• Goal of the exercise:
Repeat the listing below line by line, exactly, leaving its pictures behind.

• Given information:

——

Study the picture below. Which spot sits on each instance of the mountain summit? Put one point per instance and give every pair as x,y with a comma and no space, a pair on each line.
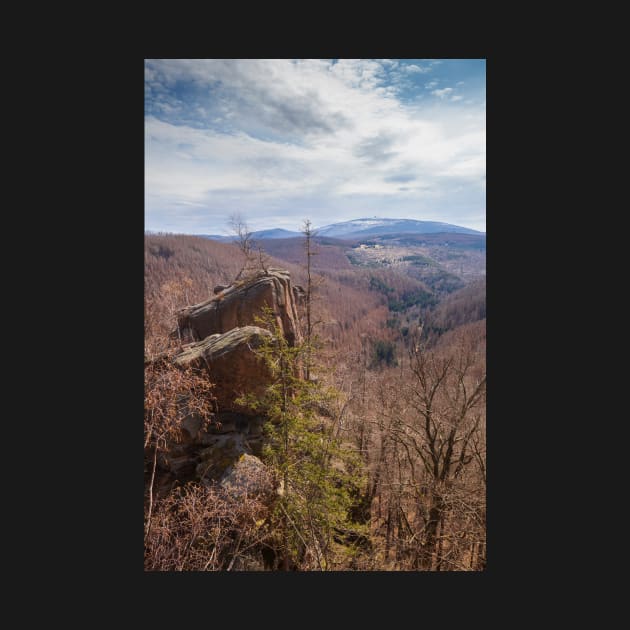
375,225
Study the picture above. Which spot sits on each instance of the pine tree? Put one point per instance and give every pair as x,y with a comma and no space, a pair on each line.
314,471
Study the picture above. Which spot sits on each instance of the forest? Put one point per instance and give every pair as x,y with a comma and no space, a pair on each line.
371,453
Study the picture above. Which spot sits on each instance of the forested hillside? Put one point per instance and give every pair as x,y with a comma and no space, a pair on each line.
373,418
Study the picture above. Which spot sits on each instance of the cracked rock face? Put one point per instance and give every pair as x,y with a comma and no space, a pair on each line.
231,363
240,303
225,339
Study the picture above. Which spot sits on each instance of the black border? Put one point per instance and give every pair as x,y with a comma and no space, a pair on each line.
113,390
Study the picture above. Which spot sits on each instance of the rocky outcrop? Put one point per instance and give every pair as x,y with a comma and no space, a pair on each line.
225,342
241,303
231,362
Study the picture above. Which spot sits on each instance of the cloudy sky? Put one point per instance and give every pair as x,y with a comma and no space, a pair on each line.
282,140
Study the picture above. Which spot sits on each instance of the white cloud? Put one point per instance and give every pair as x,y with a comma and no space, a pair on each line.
415,68
443,92
280,137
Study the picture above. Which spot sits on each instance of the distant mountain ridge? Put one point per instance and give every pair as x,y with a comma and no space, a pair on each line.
368,227
357,228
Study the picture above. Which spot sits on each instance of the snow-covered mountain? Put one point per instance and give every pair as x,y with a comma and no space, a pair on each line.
358,228
365,227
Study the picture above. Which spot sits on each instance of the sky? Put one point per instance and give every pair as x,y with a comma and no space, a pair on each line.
282,140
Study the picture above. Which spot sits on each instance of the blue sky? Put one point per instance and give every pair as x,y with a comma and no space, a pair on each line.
282,140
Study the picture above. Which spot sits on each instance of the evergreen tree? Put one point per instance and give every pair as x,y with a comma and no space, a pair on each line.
315,473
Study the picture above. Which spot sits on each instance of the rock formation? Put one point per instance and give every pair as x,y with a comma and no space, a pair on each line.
240,303
225,339
231,363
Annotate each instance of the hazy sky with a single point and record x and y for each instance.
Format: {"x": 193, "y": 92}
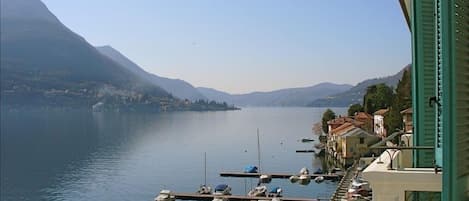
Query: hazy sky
{"x": 248, "y": 45}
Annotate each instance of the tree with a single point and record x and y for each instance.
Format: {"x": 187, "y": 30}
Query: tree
{"x": 377, "y": 97}
{"x": 327, "y": 116}
{"x": 402, "y": 100}
{"x": 354, "y": 109}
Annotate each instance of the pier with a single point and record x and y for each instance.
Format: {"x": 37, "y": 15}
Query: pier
{"x": 278, "y": 175}
{"x": 341, "y": 191}
{"x": 195, "y": 196}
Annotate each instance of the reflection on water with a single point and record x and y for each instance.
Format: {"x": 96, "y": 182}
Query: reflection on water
{"x": 77, "y": 155}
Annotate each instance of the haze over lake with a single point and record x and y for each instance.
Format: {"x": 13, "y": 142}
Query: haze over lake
{"x": 56, "y": 155}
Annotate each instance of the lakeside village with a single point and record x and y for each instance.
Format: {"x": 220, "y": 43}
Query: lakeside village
{"x": 348, "y": 146}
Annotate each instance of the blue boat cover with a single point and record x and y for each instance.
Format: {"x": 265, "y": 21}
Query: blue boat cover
{"x": 221, "y": 187}
{"x": 250, "y": 169}
{"x": 274, "y": 190}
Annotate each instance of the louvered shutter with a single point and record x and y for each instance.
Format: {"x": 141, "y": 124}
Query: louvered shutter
{"x": 455, "y": 100}
{"x": 423, "y": 46}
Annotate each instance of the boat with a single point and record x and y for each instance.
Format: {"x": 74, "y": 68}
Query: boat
{"x": 304, "y": 171}
{"x": 304, "y": 179}
{"x": 165, "y": 195}
{"x": 307, "y": 140}
{"x": 265, "y": 179}
{"x": 222, "y": 189}
{"x": 250, "y": 169}
{"x": 294, "y": 179}
{"x": 318, "y": 171}
{"x": 204, "y": 190}
{"x": 275, "y": 192}
{"x": 258, "y": 191}
{"x": 319, "y": 179}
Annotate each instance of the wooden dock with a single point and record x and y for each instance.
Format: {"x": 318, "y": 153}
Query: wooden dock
{"x": 195, "y": 196}
{"x": 278, "y": 175}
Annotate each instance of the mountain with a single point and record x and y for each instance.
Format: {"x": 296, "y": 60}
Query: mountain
{"x": 356, "y": 93}
{"x": 178, "y": 88}
{"x": 45, "y": 63}
{"x": 283, "y": 97}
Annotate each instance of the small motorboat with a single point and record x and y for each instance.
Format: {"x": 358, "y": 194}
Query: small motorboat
{"x": 222, "y": 189}
{"x": 304, "y": 179}
{"x": 307, "y": 140}
{"x": 318, "y": 171}
{"x": 204, "y": 190}
{"x": 304, "y": 171}
{"x": 275, "y": 192}
{"x": 165, "y": 195}
{"x": 250, "y": 169}
{"x": 258, "y": 191}
{"x": 265, "y": 179}
{"x": 294, "y": 179}
{"x": 319, "y": 179}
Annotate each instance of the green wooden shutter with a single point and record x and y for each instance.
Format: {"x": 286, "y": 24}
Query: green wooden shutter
{"x": 423, "y": 82}
{"x": 439, "y": 85}
{"x": 455, "y": 15}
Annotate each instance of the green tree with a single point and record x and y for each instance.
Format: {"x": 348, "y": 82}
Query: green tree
{"x": 402, "y": 100}
{"x": 354, "y": 109}
{"x": 377, "y": 97}
{"x": 327, "y": 116}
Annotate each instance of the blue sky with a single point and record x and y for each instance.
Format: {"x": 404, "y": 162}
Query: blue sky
{"x": 248, "y": 45}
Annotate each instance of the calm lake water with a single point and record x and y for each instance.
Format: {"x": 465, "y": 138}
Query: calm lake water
{"x": 56, "y": 155}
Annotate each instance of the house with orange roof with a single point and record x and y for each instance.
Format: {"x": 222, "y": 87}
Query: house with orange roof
{"x": 378, "y": 123}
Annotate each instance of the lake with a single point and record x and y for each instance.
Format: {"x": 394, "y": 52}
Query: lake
{"x": 79, "y": 155}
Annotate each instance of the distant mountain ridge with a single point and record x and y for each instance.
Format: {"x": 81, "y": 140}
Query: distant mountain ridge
{"x": 43, "y": 63}
{"x": 356, "y": 93}
{"x": 177, "y": 87}
{"x": 300, "y": 96}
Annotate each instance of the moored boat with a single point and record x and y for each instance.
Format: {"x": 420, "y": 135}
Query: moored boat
{"x": 165, "y": 195}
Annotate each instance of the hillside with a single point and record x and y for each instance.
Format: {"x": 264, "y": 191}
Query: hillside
{"x": 284, "y": 97}
{"x": 43, "y": 63}
{"x": 176, "y": 87}
{"x": 356, "y": 93}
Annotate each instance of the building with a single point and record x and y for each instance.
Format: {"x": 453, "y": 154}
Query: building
{"x": 354, "y": 143}
{"x": 378, "y": 123}
{"x": 407, "y": 120}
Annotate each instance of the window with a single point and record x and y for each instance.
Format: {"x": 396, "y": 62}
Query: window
{"x": 362, "y": 140}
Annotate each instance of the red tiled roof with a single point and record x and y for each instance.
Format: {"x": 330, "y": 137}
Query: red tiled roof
{"x": 381, "y": 112}
{"x": 343, "y": 128}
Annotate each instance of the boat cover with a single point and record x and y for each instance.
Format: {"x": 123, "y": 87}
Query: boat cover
{"x": 274, "y": 190}
{"x": 250, "y": 169}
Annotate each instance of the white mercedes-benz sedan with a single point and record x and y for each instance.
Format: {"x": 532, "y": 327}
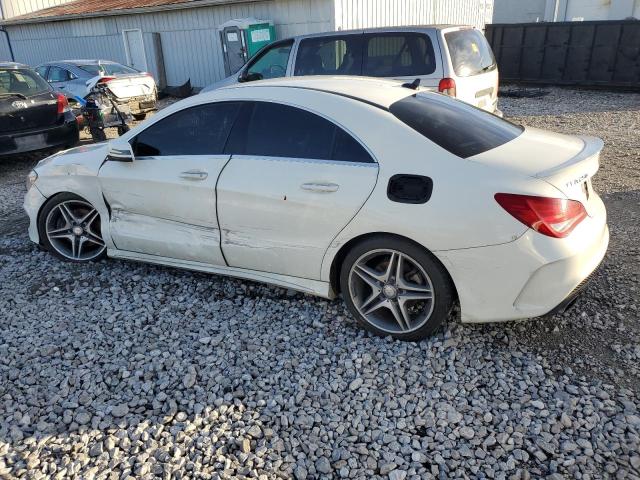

——

• Solution to the exercise:
Study the picture below. Which spot sits on each instance of the mountain summit? Put one point per instance and give every pair as x,y with a comma and no space, a pair on each line.
375,225
Study the picture above. Which spot sits on each instance of the pine tree? Put one point per instance and give every pair as x,y with a comma and no space, a pair on each line.
314,471
Study the picture above. Which spot sits on each instance of the forest? Put one point per instance and give every pair as x,y with a comma and no space, a pair on each line.
371,453
Study the picture above. Which spot sits on each instance of the forested hillside? Put one point per instance and give every pair as x,y with a comma and no space, a pair on each line.
373,418
Study the picture above. Which spot sits on each instance of the cracked rock face? Put one point per instance and give every pair as x,y with a comma and no space, a pair on each line.
231,363
240,303
225,339
Study the picture above. Which spot sits on each instance of the black border? Put one point per instance and give every pair as x,y with a comma and no space, a pair on each line.
113,390
Study the picture above. Which spot sits on each instance of the rocky outcrop? Put one point per instance and give every pair as x,y with a comma and no space, a pair on each line.
225,342
241,303
231,362
Study the picture above. Which spot sits on each instance of the cloudy sky? Put one point per instance and give every pair as x,y with a comma and no space, a pair on each line.
282,140
Study the picture above. Which spot sits on each instance of the white cloud? Put one point per instance and give every pair as x,y with a comma and no space, a pair on each line.
415,68
443,92
280,137
Study the picture above. Which spot sits on each instance of the distant mountain ridge? Put one point per instance and give every pair as x,y with a comma and no space, a pair on each line.
368,227
357,228
Study the picture above. Which spot sits on each instance of the snow-covered mountain? Put one point per instance and give every pair as x,y with a comma and no space, a pair on each line.
358,228
365,227
Study the picture above. Which spot sits on each instance of the sky? Put one point per instance and give every pair as x,y with a comma and no space, a pair on each line.
282,140
Study the picture above. Which spot sits on each instance of the blue sky? Put one point per instance and give every pair as x,y with a comma and no space, a pair on each line.
282,140
Study the picture above. Which spot sits on each instance of the evergreen tree? Put one point per instance and give every pair as x,y with a comma and no space, a pair on each line.
315,473
Study the picture above. Which spot sits on each instance of the rock formation? Put one point per instance and give every pair as x,y with a comma and no space, a pair on each line.
240,303
225,339
231,363
Annotate each instance of the hazy sky with a single point and record x and y for each instance.
Format: {"x": 193, "y": 92}
Query: hazy sky
{"x": 248, "y": 45}
Annotate each instance of the tree with a single point and record x and y for each instance.
Format: {"x": 187, "y": 30}
Query: tree
{"x": 377, "y": 97}
{"x": 327, "y": 116}
{"x": 402, "y": 100}
{"x": 354, "y": 109}
Annotate each instance of the pier with a single point and record x and y for each instance.
Format: {"x": 37, "y": 15}
Query: pier
{"x": 278, "y": 175}
{"x": 341, "y": 191}
{"x": 195, "y": 196}
Annotate each instance of the reflection on water with a single point and record x and y for each instance.
Format: {"x": 96, "y": 182}
Query: reflection on water
{"x": 77, "y": 155}
Annotate each instance of the haze over lake with a single point and record x and y for each instance.
Format: {"x": 13, "y": 142}
Query: haze over lake
{"x": 56, "y": 155}
Annotate each instance of the lakeside village with a single point and record x and y for each instance.
Format: {"x": 220, "y": 43}
Query: lakeside village
{"x": 348, "y": 146}
Annotate each instance of the blue boat cover with a single point and record x and y for each instance.
Format: {"x": 265, "y": 21}
Query: blue boat cover
{"x": 221, "y": 187}
{"x": 250, "y": 169}
{"x": 274, "y": 190}
Annotate each instance of the louvered shutter with a single point and record x and y for each instance.
Format: {"x": 141, "y": 124}
Query: louvered shutter
{"x": 455, "y": 100}
{"x": 423, "y": 46}
Annotate each instance of the boat with a single point and record x and y for each instance.
Format: {"x": 74, "y": 68}
Query: boat
{"x": 304, "y": 171}
{"x": 304, "y": 179}
{"x": 165, "y": 195}
{"x": 307, "y": 140}
{"x": 265, "y": 179}
{"x": 222, "y": 189}
{"x": 250, "y": 169}
{"x": 294, "y": 179}
{"x": 318, "y": 171}
{"x": 204, "y": 190}
{"x": 275, "y": 192}
{"x": 258, "y": 191}
{"x": 319, "y": 179}
Annotate each instance of the wooden dock with a single point and record x and y for each instance.
Format: {"x": 318, "y": 153}
Query: wooden dock
{"x": 195, "y": 196}
{"x": 278, "y": 175}
Annotate each instance of the mountain with a single point and record x and y for each instance.
Format: {"x": 296, "y": 60}
Query: mountain
{"x": 356, "y": 93}
{"x": 178, "y": 88}
{"x": 45, "y": 63}
{"x": 283, "y": 97}
Annotate each instance of the small motorboat with a single point and record x and y for each instance.
Format: {"x": 358, "y": 194}
Query: small motorboat
{"x": 222, "y": 189}
{"x": 304, "y": 179}
{"x": 307, "y": 140}
{"x": 318, "y": 171}
{"x": 204, "y": 190}
{"x": 304, "y": 171}
{"x": 275, "y": 192}
{"x": 165, "y": 195}
{"x": 250, "y": 169}
{"x": 258, "y": 191}
{"x": 265, "y": 179}
{"x": 294, "y": 179}
{"x": 319, "y": 179}
Annotate each instance of the green wooden shutter with a single point and record x and y for each instance.
Format: {"x": 286, "y": 24}
Query: green wooden shutter
{"x": 423, "y": 82}
{"x": 439, "y": 85}
{"x": 455, "y": 15}
Annotate each instance of the green tree with a single point and record x and y for each instance.
Format: {"x": 348, "y": 82}
Query: green tree
{"x": 402, "y": 100}
{"x": 354, "y": 109}
{"x": 377, "y": 97}
{"x": 327, "y": 116}
Annotate each instance of the blue sky with a single point and record x and y for each instance.
Format: {"x": 404, "y": 162}
Query: blue sky
{"x": 248, "y": 45}
Annotate each instance of the calm lake water with a single point and record x and y for each instance.
Format: {"x": 465, "y": 138}
Query: calm lake water
{"x": 56, "y": 155}
Annotate each instance of the house with orange roof with a single point and record x and y for each instance.
Format: {"x": 222, "y": 87}
Query: house with orange roof
{"x": 378, "y": 123}
Annotate each instance of the lake with a single point and record x and y for each instance.
Format: {"x": 394, "y": 52}
Query: lake
{"x": 79, "y": 155}
Annotate each instance of the distant mountain ridge with a single point and record x and y for each instance.
Format: {"x": 81, "y": 140}
Query: distant mountain ridge
{"x": 43, "y": 63}
{"x": 356, "y": 93}
{"x": 177, "y": 87}
{"x": 300, "y": 96}
Annotate each instance of the moored boat with a single point and record x and y for each instance.
Format: {"x": 420, "y": 135}
Query: moored boat
{"x": 165, "y": 195}
Annotate each instance of the hillside with a single point and record x and y for each instance.
Format: {"x": 264, "y": 191}
Query: hillside
{"x": 284, "y": 97}
{"x": 43, "y": 63}
{"x": 176, "y": 87}
{"x": 356, "y": 93}
Annotate each instance of the building with a single point and record x and y for each instance.
Format: {"x": 453, "y": 154}
Query: building
{"x": 354, "y": 143}
{"x": 378, "y": 123}
{"x": 407, "y": 120}
Annotate each instance of the window with a single point and record x and y for each instance.
Format: {"x": 396, "y": 62}
Query: window
{"x": 362, "y": 140}
Annotate each instance of the red tiled roof with a single point and record x and y for each instance.
Format: {"x": 330, "y": 137}
Query: red tiled roof
{"x": 381, "y": 112}
{"x": 343, "y": 128}
Annotate each instance of the boat cover with a single point and record x and y for each instance.
Format: {"x": 123, "y": 87}
Query: boat cover
{"x": 274, "y": 190}
{"x": 250, "y": 169}
Annotate each instance of the white mercedes-benz sedan with a single point and record x and y for each instance.
Format: {"x": 532, "y": 327}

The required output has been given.